### STATED TASK
Copy the data below line for line, without changing anything. Leave the pictures out.

### DATA SUPPLIED
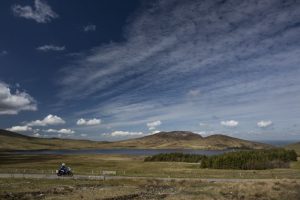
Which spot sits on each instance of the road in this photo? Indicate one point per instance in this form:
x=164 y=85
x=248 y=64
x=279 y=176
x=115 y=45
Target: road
x=54 y=176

### FINISHED ANSWER
Which spot sits on each instance of the road in this photo? Indicate one point per instance in this form:
x=164 y=85
x=248 y=64
x=279 y=176
x=115 y=45
Target: road
x=54 y=176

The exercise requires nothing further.